SOURCE DATA Start Marker

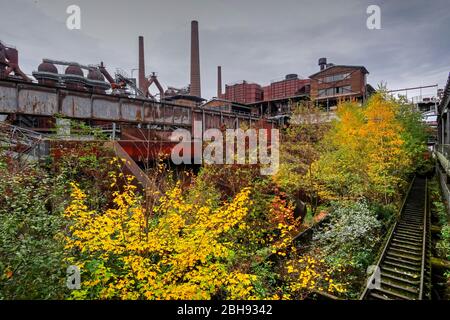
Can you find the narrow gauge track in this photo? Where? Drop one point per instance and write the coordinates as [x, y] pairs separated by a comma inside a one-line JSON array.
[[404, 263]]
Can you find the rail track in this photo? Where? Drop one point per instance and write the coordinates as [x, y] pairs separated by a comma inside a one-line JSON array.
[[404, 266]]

SOURCE DATA End Marker
SOURCE DATA Start Marker

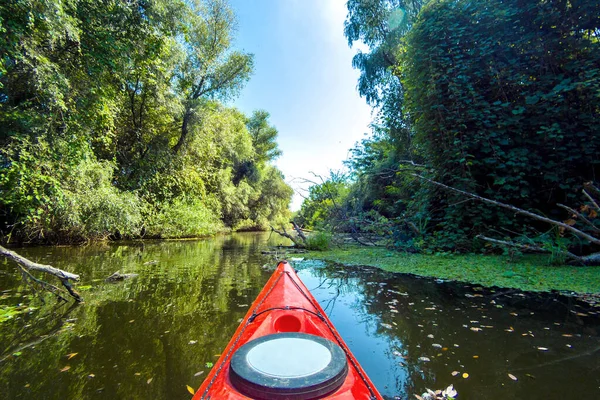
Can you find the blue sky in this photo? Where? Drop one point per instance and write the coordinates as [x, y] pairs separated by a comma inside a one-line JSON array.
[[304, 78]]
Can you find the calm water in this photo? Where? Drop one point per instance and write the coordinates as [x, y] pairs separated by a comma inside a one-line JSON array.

SOURCE DATA End Marker
SOURCE DATA Start Marker

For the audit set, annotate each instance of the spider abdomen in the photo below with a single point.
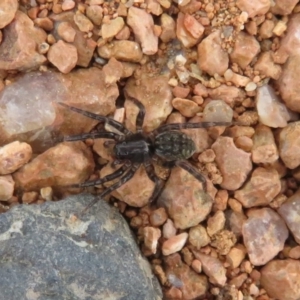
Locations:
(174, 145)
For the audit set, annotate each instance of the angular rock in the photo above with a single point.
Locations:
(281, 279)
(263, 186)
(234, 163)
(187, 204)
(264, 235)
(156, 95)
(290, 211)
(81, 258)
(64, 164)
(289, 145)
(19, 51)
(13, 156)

SOURCE DATA End Marker

*EXERCISE:* Out of the material above, select every line that holds the string "each".

*WRITTEN SOLUTION:*
For the audit set, annotate each instance of the spider abdomen in the photo below with a single point.
For the audit set, annotate each instance of the angular rock in the photo above with a single point.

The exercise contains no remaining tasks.